**WHAT NEEDS TO BE DONE**.
Write out, word for word, every line from the one containing "One keypoint belongs on each instance. Annotate the young" through the last line of the records below, both ends included.

(Stored items)
[Start]

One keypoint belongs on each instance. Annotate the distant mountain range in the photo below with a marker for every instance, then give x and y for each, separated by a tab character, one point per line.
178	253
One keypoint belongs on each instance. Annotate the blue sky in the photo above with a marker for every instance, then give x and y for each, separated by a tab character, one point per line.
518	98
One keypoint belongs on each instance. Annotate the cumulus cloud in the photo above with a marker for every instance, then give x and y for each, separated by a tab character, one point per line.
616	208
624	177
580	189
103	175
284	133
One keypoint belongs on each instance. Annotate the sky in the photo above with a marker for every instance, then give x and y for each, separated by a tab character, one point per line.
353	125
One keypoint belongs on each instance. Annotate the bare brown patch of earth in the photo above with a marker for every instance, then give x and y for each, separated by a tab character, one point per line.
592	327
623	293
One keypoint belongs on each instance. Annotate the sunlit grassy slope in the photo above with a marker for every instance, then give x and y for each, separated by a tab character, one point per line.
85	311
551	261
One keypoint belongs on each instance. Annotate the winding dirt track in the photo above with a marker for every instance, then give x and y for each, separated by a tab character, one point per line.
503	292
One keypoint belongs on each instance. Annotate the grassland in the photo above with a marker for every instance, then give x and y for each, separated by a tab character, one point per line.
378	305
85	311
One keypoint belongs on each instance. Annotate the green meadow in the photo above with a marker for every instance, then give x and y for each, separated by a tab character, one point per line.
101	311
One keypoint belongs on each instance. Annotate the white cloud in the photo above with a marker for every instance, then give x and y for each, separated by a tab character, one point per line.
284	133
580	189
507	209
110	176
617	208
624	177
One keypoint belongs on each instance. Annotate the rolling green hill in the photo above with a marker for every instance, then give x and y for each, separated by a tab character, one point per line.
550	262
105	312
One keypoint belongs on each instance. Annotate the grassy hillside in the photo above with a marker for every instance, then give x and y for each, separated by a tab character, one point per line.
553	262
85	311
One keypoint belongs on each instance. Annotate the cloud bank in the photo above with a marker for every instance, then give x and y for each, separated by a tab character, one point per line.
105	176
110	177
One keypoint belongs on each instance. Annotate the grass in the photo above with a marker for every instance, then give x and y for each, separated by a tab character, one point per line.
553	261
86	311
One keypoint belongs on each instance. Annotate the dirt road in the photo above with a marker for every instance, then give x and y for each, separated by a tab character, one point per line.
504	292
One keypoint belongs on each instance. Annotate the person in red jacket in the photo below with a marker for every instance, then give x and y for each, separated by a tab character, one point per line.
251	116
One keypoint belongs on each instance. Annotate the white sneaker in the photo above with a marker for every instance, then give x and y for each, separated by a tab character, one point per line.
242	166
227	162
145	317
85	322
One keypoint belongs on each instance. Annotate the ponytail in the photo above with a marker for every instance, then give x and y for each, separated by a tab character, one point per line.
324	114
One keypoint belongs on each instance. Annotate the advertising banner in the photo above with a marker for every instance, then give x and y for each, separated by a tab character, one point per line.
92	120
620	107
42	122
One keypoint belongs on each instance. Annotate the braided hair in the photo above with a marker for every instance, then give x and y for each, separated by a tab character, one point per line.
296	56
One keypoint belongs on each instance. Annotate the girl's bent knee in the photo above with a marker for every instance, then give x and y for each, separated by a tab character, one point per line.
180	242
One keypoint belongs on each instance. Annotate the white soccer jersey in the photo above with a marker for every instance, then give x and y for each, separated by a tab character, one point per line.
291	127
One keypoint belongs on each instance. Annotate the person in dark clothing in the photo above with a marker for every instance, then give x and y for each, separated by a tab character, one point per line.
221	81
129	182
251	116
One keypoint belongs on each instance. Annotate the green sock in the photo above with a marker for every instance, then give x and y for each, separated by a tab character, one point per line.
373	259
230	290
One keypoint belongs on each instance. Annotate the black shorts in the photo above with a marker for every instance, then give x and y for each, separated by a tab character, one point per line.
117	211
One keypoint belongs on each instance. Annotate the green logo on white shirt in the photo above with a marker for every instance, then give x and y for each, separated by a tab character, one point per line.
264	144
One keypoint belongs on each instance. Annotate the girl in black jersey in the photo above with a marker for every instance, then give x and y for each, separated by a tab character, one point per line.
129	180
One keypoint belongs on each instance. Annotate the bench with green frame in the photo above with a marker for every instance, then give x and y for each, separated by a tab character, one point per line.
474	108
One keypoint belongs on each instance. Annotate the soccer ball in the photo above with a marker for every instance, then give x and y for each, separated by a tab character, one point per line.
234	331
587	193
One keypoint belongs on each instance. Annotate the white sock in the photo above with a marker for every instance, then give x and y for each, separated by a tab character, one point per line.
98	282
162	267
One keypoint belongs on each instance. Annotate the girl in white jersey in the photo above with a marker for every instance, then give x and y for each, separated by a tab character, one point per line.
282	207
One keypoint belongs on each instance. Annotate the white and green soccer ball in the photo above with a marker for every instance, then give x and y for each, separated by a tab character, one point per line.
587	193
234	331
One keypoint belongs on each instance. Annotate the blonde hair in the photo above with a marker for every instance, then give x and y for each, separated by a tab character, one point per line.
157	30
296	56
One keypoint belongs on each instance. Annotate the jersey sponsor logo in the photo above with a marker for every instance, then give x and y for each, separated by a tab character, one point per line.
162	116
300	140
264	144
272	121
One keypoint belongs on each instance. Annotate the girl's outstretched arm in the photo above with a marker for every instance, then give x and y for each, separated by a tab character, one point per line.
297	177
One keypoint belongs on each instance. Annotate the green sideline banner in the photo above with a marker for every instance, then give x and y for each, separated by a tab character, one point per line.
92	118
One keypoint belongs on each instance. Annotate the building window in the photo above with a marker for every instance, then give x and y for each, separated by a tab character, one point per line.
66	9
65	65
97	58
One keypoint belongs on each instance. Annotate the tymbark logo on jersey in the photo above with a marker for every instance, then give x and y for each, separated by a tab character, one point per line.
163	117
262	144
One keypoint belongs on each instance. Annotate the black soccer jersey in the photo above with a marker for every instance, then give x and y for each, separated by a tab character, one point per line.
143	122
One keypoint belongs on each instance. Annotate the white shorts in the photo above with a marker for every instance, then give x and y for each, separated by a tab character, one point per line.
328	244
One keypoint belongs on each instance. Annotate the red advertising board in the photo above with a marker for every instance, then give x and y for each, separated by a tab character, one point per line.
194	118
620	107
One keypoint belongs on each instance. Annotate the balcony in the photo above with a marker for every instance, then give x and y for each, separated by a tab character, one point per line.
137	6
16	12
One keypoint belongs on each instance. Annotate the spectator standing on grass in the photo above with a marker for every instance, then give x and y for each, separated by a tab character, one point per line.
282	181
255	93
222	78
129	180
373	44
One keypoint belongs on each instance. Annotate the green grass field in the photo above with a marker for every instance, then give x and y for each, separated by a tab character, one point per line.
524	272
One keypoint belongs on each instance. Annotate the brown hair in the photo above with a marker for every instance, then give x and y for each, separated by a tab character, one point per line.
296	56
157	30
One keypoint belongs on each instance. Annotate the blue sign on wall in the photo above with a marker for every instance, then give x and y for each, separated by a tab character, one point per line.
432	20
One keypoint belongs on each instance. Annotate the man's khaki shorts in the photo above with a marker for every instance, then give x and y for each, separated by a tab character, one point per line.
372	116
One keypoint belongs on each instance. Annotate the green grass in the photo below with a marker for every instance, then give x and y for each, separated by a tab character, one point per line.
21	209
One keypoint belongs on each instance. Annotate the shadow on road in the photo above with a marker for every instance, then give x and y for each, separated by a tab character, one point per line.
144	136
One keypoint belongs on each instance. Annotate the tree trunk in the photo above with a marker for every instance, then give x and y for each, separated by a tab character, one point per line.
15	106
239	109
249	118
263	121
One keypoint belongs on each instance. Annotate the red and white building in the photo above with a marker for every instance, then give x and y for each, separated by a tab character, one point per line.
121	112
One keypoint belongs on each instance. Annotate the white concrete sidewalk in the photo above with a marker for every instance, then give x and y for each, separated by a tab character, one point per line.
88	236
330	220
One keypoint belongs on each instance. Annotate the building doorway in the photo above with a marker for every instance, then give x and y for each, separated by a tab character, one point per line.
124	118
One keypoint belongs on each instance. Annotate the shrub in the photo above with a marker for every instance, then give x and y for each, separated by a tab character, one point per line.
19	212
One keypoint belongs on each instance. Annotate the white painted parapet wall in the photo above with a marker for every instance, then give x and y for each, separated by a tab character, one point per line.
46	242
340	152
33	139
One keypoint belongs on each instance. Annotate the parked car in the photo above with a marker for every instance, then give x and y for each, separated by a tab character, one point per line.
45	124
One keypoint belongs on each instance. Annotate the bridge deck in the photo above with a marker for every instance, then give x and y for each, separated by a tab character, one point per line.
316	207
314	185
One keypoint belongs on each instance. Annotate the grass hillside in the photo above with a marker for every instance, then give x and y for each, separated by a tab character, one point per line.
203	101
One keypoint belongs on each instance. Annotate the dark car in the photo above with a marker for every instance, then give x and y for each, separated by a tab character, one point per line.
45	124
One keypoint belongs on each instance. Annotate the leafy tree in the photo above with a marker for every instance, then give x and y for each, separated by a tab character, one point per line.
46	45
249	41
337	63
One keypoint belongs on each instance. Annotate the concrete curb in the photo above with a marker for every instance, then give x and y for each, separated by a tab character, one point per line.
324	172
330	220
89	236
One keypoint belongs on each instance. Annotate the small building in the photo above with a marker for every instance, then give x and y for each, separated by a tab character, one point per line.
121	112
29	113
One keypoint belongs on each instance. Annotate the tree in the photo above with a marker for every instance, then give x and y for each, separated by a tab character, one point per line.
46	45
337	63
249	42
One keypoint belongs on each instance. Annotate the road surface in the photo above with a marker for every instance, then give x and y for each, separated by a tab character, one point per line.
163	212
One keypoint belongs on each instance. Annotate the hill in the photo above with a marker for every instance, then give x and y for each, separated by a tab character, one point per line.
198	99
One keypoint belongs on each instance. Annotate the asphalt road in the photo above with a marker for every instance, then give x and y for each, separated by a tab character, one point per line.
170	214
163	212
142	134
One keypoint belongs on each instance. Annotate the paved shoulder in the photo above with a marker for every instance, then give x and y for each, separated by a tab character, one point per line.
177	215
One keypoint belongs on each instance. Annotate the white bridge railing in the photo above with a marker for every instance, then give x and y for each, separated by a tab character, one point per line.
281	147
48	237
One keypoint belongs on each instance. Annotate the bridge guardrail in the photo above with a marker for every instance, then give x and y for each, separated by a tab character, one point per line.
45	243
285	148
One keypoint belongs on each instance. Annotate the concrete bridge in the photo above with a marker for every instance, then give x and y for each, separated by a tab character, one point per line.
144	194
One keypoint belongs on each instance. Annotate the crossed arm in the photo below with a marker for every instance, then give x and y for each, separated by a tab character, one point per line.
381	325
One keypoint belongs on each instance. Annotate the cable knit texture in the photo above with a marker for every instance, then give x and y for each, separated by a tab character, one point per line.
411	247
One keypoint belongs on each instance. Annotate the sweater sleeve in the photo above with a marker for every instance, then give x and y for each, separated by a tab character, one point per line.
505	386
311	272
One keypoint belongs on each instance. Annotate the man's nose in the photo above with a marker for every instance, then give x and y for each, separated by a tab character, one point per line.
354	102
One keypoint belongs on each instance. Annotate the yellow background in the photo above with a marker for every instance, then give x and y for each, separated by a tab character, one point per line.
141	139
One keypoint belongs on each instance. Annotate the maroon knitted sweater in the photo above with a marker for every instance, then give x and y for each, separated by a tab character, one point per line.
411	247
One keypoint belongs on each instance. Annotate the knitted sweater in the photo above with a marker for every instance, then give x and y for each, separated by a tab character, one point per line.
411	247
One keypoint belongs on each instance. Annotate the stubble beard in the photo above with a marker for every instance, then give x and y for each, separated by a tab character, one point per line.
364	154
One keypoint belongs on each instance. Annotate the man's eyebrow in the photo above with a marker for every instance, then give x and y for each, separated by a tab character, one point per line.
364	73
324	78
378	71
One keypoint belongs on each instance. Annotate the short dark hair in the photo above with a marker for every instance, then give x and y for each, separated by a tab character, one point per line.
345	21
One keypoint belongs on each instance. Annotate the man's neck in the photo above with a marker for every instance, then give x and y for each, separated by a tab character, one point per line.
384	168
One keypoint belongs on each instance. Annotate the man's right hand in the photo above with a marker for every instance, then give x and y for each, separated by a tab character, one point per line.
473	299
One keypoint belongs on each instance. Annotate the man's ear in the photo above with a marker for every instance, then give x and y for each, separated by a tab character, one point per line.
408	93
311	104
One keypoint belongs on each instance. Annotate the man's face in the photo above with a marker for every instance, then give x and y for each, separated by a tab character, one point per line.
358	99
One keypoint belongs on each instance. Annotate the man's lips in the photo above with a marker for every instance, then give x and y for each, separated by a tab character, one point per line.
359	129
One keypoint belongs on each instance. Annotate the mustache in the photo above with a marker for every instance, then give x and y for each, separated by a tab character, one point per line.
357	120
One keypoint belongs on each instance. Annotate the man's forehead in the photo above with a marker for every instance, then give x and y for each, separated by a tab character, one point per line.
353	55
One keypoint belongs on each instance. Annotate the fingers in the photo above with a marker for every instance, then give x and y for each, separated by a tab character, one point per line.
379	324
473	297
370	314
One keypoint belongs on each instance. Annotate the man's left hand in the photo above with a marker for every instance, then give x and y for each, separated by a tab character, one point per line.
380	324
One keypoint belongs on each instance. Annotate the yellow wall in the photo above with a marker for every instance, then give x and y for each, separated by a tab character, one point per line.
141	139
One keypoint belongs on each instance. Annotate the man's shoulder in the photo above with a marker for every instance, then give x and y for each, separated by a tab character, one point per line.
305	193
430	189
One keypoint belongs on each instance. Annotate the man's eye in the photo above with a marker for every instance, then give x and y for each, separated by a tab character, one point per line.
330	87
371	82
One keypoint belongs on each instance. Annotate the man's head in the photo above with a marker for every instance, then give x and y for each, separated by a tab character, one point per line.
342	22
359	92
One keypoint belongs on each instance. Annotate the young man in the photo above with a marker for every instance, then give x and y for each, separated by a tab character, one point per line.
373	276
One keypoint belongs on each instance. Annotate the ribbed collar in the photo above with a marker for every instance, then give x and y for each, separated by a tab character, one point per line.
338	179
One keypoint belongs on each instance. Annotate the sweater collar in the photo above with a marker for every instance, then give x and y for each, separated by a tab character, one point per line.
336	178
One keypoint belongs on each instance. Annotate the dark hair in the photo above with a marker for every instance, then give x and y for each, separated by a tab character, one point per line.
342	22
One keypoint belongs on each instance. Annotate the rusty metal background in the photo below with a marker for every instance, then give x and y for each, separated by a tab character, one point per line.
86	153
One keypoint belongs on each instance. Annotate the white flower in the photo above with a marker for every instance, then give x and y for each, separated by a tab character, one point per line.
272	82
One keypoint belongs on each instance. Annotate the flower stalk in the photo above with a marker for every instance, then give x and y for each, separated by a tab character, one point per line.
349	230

[End]

**RESULT**.
One keypoint belongs on each instance. Annotate the young man in the photo above with a marker for every instance, then give x and y for each, separated by a tab character, one point per line.
373	276
One keypoint belongs on each instance. Annotate the ribbed collar in the photo above with a marker for every instance, then give x and y for each, separated by a tab character, one point per line.
338	179
One keypoint belongs on each instance. Annotate the sweater collar in the photo above with a marker for every instance, then give x and y for each, separated by a tab character, one point per line.
336	178
One keypoint belongs on each instance. Annotate the dark hair in the photo above with a marker for every instance, then give x and y for each, separated by a tab character, one point per line.
342	22
One keypoint belongs on each instance. Annotate the rusty metal background in the photo below with a marker for every instance, then give x and y for each, separated by a tab character, one point per line.
86	153
One keypoint belongs on each instance. Annotate the white flower in the photo above with a marker for every instance, then give x and y for each, separated by a tab character, one point per line.
272	82
One keypoint belongs on each instance. Annotate the flower stalk in the photo above with a marker for every instance, then give x and y for each, separated by a tab character, one point per line.
349	230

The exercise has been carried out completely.